** Task description **
Read through the data and report every line in which the word "below" occurs.

** Given data **
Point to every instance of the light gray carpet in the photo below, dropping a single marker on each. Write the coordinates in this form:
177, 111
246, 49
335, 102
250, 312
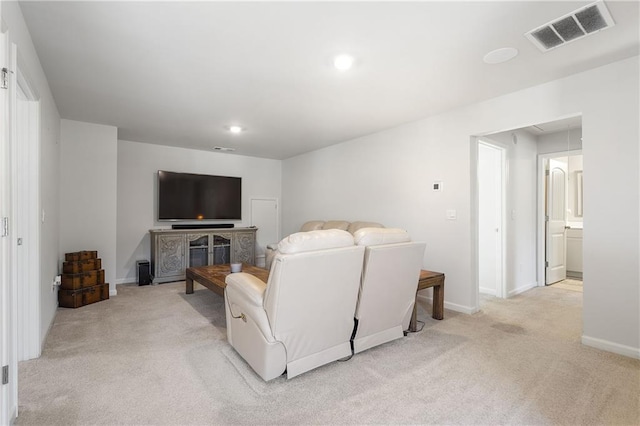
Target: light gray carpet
154, 355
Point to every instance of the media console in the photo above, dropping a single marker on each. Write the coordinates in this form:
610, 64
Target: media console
175, 250
202, 226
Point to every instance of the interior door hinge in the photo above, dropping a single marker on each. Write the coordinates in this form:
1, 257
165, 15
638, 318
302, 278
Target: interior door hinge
5, 226
4, 79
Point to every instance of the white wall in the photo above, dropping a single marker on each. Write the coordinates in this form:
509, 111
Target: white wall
386, 177
88, 192
29, 64
138, 164
566, 140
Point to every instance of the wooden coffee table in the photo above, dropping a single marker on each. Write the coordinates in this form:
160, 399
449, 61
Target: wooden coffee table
429, 279
213, 276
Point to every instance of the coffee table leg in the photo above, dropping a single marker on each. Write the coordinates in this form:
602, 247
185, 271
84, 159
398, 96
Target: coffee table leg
414, 317
438, 301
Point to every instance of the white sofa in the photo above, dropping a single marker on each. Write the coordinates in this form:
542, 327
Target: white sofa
315, 225
303, 317
392, 264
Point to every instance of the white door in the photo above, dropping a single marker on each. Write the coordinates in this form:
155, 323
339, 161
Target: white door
556, 254
8, 362
490, 207
264, 216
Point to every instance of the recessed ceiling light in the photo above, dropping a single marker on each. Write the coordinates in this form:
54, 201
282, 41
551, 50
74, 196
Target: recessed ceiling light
343, 62
499, 56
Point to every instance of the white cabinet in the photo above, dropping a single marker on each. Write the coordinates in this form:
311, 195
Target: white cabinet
174, 250
574, 252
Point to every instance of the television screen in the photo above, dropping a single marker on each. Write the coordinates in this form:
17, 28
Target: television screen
188, 196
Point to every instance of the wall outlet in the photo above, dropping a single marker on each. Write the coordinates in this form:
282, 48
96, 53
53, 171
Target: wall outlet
56, 283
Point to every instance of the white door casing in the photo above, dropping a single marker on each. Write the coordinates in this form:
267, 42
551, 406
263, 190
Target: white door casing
556, 213
8, 328
26, 195
490, 219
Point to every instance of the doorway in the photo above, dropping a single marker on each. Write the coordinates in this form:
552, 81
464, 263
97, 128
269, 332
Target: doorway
561, 219
491, 204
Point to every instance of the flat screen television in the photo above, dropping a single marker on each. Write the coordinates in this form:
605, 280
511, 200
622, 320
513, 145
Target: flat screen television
189, 196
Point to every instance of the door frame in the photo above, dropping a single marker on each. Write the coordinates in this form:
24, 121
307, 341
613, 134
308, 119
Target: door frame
542, 158
501, 291
475, 206
25, 142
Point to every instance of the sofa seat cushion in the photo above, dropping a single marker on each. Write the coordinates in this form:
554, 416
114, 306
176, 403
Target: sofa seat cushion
378, 236
315, 240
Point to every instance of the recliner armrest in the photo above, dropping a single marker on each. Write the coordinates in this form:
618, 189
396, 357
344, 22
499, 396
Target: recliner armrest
247, 288
245, 294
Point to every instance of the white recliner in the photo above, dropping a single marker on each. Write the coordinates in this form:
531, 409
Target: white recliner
392, 264
315, 225
303, 317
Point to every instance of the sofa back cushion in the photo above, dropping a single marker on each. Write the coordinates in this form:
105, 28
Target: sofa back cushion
312, 225
315, 240
355, 226
378, 236
336, 224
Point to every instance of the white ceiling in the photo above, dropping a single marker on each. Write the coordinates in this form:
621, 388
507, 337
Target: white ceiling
178, 73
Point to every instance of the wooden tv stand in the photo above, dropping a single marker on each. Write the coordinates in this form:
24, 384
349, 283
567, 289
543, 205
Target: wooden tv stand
175, 250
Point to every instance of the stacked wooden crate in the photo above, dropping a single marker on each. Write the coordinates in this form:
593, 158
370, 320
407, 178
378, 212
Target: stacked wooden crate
82, 280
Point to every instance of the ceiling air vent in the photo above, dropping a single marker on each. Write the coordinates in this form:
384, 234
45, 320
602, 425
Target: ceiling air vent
573, 26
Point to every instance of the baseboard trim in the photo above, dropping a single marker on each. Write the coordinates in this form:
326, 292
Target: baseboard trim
608, 346
522, 289
489, 291
452, 306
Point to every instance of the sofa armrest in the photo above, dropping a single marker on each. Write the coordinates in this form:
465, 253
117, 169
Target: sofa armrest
248, 289
245, 294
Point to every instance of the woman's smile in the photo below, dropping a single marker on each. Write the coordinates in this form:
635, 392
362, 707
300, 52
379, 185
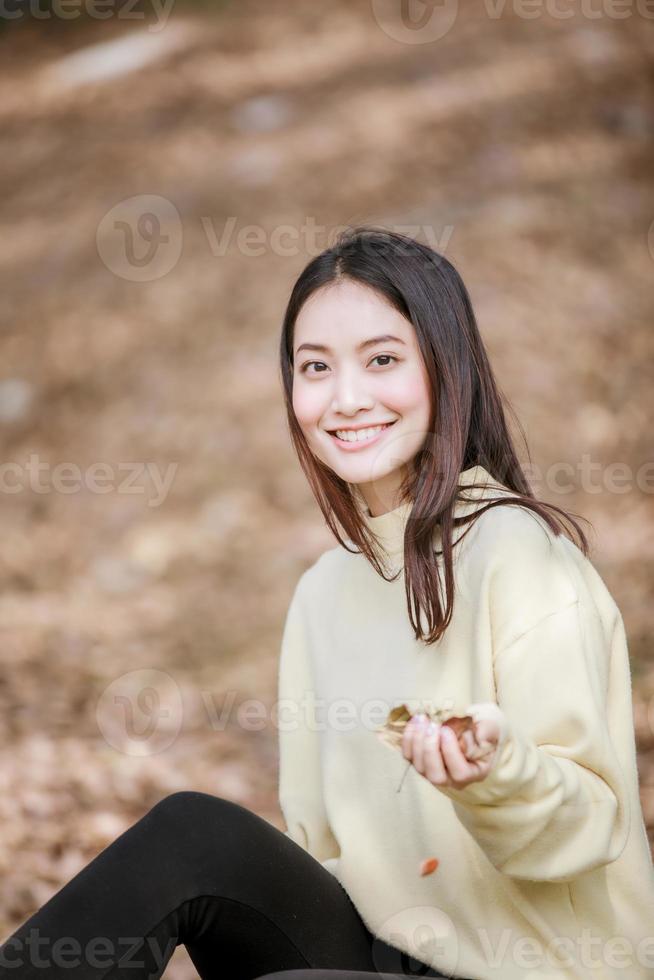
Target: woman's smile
360, 438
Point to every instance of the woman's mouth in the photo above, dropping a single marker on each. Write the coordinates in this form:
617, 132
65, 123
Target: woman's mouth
352, 440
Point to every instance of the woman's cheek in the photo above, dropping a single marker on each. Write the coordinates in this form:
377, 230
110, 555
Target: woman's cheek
308, 408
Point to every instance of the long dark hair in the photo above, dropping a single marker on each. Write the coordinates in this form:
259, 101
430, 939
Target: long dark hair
427, 290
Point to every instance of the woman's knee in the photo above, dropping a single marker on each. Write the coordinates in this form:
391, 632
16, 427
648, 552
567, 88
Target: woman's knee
189, 804
194, 808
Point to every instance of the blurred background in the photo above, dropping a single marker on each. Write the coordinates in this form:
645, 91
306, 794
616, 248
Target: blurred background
168, 170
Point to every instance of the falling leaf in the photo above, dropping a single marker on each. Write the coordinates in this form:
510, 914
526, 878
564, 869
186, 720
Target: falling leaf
428, 866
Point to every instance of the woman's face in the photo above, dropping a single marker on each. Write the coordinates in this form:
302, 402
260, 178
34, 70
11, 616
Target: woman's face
346, 382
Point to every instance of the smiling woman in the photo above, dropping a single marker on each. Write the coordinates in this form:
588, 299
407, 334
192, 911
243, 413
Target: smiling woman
400, 428
366, 385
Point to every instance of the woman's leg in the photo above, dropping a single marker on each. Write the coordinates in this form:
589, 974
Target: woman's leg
199, 870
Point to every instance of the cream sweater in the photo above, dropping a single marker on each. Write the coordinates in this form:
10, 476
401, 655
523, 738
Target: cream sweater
545, 869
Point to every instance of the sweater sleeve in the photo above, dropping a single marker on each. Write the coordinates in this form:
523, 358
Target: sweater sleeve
300, 776
554, 804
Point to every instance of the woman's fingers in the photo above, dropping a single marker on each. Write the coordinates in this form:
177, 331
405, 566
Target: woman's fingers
435, 770
412, 740
458, 767
434, 750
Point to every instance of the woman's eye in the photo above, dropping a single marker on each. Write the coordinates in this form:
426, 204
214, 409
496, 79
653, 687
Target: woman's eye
304, 367
377, 356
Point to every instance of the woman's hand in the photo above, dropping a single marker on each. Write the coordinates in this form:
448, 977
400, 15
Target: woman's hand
434, 751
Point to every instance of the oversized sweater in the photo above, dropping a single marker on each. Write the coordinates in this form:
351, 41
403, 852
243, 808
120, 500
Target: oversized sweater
544, 866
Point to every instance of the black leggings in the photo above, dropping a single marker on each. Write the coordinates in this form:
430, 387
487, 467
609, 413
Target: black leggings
200, 870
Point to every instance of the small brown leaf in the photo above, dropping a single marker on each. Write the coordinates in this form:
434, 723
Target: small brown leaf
392, 730
428, 866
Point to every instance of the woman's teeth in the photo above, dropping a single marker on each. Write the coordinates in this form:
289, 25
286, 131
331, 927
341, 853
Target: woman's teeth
360, 435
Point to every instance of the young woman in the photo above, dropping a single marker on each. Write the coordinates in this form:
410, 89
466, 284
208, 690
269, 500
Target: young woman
451, 587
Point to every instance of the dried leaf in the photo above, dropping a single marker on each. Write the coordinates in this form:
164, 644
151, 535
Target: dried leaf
428, 866
463, 726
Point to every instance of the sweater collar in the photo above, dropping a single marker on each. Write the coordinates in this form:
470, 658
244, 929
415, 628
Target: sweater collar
389, 527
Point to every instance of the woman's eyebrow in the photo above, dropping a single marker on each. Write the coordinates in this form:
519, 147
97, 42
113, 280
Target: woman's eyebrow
362, 346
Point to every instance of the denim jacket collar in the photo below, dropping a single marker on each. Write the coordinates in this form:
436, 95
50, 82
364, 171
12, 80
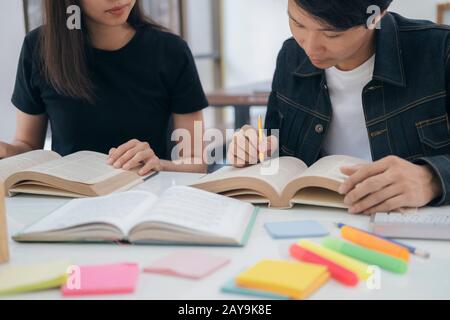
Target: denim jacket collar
388, 61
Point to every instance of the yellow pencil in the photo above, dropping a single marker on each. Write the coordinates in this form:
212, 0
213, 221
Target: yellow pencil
260, 137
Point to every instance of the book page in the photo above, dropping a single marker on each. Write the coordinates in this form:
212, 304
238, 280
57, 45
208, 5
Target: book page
200, 211
120, 210
84, 167
329, 167
24, 161
276, 172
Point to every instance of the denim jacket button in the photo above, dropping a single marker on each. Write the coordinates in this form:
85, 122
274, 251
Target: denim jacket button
319, 129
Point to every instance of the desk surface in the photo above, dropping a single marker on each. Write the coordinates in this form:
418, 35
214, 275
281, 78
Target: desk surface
251, 95
426, 279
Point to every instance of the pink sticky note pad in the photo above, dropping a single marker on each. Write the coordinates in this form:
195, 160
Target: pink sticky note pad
102, 279
187, 264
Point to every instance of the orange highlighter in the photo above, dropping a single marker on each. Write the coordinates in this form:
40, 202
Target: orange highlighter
260, 138
373, 242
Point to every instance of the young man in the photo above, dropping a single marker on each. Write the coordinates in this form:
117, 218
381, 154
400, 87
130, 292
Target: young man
379, 94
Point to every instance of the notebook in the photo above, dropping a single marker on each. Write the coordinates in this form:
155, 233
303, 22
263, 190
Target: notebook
187, 264
293, 279
82, 174
295, 229
181, 215
35, 277
101, 280
283, 182
427, 223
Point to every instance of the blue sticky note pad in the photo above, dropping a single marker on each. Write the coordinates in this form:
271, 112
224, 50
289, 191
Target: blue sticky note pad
231, 287
296, 229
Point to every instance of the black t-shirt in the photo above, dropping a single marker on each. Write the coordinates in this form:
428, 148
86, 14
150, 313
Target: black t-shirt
137, 88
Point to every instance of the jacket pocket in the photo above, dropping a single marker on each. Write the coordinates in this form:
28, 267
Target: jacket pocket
434, 135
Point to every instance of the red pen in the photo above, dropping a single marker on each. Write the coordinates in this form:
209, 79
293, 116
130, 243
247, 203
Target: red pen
337, 272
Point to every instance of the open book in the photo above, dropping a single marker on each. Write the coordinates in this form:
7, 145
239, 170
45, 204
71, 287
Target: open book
181, 215
283, 182
82, 174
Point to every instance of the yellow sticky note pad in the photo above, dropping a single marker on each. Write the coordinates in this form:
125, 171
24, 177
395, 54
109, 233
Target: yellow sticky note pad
359, 268
20, 279
293, 279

** Reply to the task **
Point to every instance of the light gray carpet in the photo below, dropping a single marker on each. Write the coordinates in this form:
Point to every instance of the woman's smile in the photo below, dropping a single marker on each. Write the coordinates in this form:
Point to every instance of the denim jacket collar in the photo below, dropping a single marker on each. Write the coordinates in this form:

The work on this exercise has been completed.